__Document text__:
○ ○ ○ ○

Sunburn | Doctors On Call | Your House Call Doctor

With the December summer holiday season upon us many people will be hitting the beaches or even just spending more time outdoors.  Despite health warnings about sun damage, many of us still subject our skin to the sun’s burning rays.  More than one-third of adults and nearly 70% of children admit they’ve gotten sunburned within the past year. 

To ensure that we take care of ourselves, especially when we are exposed to long hours of sunlight, we at Doctors on Call want to share some important facts about sunburn to help you to protect yourselves & your families.

What is Sunburn?

Sunburn is red, painful skin that feels hot to the touch.  It usually appears within a few hours after too much exposure to ultraviolet (UV) light from sunshine or artificial sources, such as sunlamps.

Intense, repeated sun exposure that results in sunburn increases your risk of other skin damage and certain diseases. These include dry or wrinkled skin, dark spots, rough spots, and skin cancers, such as melanoma.

Symptoms of Sunburn

Signs and symptoms of sunburn usually appear within a few hours after sun exposure. But it may take a day or longer to know the full extent of your sunburn.

Sunburn signs and symptoms include:

  • Pinkness or redness
  • Skin that feels warm or hot to the touch
  • Pain, tenderness and itching
  • Swelling
  • Small fluid-filled blisters, which may break
  • A headache, fever, nausea and fatigue if the sunburn is severe

Sunburn affects the Whole Body

Any exposed part of your body — including your earlobes, scalp and lips — can burn.

Even covered areas can burn if, for example, your clothing has a loose weave that allows ultraviolet (UV) light through.

Your eyes, which are extremely sensitive to the sun’s UV light, also can burn. Sunburned eyes may feel painful or gritty.

What Causes Sunburn?

We already know the simple explanation behind sunburn. When our skin is exposed to the sun for a period of time, eventually it burns, turning red and irritated.

Under the skin, things get a little more complicated. The sun gives off three wavelengths of ultraviolet light:

  1. UVA
  2. UVB
  3. UVC
  • UVC light doesn’t reach the Earth’s surface.
  • The other two types of ultraviolet light not only reach your beach towel, but they penetrate your skin. Skin damage is caused by both UVA and UVB rays.

○ ○ ○ ○

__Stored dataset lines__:
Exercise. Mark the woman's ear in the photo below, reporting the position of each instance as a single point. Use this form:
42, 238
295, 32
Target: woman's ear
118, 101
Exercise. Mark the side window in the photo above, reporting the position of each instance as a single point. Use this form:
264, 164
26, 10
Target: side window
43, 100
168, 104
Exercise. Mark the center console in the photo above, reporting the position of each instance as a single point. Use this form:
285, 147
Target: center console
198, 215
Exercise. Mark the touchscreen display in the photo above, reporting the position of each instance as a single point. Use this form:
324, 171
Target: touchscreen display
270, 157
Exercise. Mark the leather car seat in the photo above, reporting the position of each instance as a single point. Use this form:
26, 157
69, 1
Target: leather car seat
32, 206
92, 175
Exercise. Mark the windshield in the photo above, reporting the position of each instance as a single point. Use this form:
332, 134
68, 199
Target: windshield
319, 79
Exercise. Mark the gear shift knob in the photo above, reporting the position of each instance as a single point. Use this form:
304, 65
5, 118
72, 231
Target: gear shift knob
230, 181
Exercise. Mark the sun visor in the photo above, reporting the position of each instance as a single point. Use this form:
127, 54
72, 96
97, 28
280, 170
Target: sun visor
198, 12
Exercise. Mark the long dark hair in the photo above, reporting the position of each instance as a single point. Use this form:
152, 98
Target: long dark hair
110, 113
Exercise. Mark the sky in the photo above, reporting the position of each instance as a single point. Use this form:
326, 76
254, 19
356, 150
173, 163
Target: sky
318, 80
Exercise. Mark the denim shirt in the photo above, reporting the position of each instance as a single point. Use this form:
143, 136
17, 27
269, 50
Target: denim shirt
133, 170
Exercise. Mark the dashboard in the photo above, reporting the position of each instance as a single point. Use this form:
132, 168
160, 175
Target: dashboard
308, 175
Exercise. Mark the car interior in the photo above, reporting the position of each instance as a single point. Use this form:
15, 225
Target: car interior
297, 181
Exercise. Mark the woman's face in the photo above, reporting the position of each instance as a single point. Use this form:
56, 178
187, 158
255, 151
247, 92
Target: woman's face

○ ○ ○ ○

__Task statement__: Please rewrite the paragraph of the sunburn text that begins "Intense, repeated sun exposure" as a short list, keeping its main facts.

__Task result__:
- Intense, repeated sun exposure that causes sunburn raises the risk of other skin damage and certain diseases.
- These include dry or wrinkled skin, dark spots and rough spots.
- They also include skin cancers such as melanoma.